• EXERCISE DESCRIPTION
Look through the records, and wherever the string "gray" turns up, copy out that line.

※ ※ ※

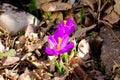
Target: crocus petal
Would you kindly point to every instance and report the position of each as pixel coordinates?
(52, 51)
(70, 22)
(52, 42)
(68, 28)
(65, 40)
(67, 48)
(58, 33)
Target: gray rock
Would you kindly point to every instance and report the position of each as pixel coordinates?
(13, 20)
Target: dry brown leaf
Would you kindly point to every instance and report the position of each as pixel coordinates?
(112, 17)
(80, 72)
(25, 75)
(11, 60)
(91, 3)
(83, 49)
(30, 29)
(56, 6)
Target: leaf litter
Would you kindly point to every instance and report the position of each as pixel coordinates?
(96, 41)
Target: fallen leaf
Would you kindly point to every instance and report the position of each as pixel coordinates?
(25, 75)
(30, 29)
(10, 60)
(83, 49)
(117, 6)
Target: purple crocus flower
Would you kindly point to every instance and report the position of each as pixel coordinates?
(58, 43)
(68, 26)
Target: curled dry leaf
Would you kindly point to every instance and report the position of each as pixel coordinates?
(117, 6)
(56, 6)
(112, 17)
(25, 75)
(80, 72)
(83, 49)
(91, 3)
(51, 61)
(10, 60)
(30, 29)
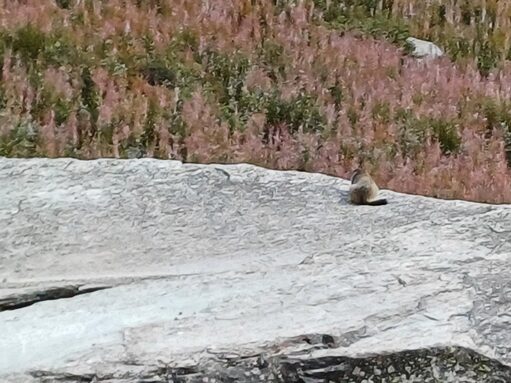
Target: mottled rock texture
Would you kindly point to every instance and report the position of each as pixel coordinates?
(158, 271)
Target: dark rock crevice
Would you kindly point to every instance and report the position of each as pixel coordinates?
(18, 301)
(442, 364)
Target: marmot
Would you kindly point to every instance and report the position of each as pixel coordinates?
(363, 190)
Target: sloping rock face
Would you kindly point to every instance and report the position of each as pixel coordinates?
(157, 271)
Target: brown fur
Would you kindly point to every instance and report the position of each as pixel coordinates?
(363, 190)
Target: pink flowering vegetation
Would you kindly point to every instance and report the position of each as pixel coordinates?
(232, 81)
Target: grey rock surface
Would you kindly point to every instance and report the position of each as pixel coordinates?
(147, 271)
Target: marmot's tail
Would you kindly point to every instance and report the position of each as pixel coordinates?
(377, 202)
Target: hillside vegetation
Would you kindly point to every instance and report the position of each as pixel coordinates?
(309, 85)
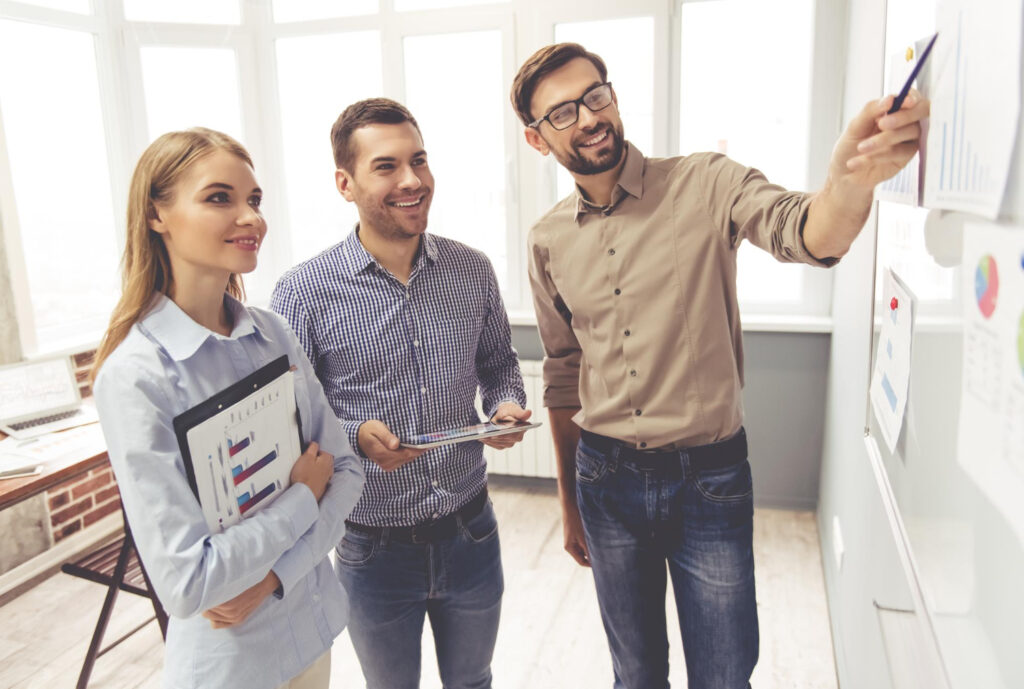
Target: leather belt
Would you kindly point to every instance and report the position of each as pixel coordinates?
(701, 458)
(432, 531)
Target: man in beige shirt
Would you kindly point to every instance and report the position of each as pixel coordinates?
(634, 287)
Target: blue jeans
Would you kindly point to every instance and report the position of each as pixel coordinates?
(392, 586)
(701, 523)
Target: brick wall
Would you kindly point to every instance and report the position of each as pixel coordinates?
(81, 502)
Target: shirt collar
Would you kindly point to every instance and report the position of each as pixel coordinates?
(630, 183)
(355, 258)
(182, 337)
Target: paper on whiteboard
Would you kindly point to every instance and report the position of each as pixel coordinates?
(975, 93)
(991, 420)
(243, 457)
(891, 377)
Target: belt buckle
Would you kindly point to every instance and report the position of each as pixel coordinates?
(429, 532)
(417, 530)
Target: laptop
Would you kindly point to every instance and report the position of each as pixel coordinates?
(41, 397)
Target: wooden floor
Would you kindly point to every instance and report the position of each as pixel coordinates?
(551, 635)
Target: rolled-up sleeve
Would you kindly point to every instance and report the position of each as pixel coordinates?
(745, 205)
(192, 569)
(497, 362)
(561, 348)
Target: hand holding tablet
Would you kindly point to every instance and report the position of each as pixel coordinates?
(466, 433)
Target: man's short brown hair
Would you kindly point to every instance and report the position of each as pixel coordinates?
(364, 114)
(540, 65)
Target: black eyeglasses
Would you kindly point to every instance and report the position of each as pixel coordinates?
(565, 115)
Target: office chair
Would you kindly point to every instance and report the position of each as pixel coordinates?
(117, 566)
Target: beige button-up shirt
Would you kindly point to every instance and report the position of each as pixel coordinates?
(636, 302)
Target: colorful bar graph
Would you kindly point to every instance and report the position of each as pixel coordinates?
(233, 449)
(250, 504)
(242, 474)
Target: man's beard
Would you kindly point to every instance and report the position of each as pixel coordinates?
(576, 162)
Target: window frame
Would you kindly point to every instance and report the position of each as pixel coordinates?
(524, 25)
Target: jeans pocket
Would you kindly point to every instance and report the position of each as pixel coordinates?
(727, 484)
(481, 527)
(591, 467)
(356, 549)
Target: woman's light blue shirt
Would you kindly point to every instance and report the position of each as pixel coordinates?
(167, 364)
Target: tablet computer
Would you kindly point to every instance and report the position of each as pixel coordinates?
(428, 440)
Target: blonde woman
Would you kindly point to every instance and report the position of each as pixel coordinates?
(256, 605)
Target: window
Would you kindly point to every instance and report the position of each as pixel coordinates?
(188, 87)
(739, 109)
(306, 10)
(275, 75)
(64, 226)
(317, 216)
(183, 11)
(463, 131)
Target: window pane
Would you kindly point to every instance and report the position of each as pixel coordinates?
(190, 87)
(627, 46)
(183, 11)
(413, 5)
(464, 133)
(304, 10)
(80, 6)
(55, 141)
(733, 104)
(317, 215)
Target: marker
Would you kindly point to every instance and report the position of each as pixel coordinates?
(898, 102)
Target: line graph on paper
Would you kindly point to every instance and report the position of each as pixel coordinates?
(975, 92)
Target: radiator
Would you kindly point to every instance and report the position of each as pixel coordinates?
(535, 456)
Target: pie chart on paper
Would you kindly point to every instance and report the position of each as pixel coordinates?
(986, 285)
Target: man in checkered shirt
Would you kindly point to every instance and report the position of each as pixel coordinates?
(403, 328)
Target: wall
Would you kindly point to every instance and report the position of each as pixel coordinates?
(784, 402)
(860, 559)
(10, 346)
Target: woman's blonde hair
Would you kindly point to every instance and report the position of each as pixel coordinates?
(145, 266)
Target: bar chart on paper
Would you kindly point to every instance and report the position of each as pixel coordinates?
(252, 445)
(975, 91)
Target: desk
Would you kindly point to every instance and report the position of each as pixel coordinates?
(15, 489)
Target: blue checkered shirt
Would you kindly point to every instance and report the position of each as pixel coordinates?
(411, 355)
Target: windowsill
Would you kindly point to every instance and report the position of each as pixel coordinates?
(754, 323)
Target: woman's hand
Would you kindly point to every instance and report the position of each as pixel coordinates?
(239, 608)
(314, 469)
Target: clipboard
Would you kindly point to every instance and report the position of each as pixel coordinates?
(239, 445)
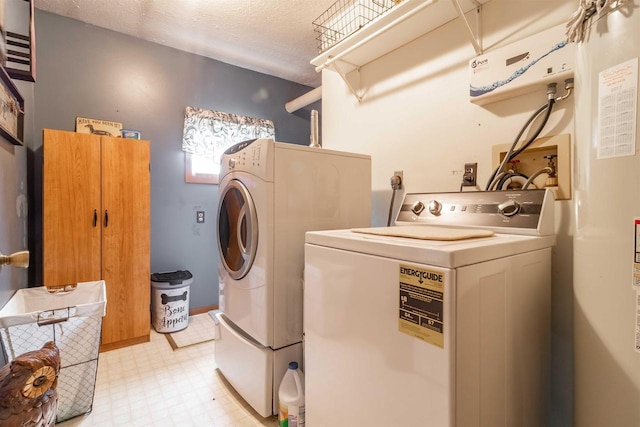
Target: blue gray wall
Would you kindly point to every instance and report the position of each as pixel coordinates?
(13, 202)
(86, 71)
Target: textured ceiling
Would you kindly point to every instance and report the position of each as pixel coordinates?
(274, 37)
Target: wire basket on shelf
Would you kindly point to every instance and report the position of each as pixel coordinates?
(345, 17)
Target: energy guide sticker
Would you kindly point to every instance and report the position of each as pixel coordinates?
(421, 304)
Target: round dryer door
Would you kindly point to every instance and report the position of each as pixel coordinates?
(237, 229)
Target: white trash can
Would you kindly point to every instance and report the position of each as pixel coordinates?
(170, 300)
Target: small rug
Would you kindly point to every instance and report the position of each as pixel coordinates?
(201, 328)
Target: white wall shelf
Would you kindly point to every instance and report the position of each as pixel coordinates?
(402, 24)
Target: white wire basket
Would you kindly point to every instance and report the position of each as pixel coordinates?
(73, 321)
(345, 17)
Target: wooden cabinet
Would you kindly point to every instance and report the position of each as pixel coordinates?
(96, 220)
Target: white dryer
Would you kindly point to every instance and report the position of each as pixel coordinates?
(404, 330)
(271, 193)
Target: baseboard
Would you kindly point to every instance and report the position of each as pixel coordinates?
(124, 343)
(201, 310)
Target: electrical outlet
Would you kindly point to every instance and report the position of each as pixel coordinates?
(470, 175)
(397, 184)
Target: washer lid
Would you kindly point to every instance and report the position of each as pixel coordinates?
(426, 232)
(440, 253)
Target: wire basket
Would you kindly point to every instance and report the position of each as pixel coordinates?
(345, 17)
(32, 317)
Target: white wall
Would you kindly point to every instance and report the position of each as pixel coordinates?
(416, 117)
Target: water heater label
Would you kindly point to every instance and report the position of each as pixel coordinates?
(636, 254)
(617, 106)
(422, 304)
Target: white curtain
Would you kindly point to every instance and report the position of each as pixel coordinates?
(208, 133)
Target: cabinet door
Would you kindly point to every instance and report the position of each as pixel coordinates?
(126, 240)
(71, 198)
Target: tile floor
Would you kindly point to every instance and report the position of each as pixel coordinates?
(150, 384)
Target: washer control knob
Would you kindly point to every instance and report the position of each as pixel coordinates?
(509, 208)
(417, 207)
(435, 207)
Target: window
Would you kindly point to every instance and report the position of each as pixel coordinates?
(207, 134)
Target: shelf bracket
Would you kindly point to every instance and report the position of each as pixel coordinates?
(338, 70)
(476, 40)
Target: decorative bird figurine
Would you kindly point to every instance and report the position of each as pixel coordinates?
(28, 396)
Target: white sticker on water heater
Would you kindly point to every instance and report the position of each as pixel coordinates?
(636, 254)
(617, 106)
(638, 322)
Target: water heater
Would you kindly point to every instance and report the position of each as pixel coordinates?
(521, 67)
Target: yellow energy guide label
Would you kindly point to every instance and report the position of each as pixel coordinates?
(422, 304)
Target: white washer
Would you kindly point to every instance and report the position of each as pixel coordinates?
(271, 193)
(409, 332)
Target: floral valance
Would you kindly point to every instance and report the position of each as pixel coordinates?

※ ※ ※

• ANSWER
Target: gray rock
Target: blue gray wall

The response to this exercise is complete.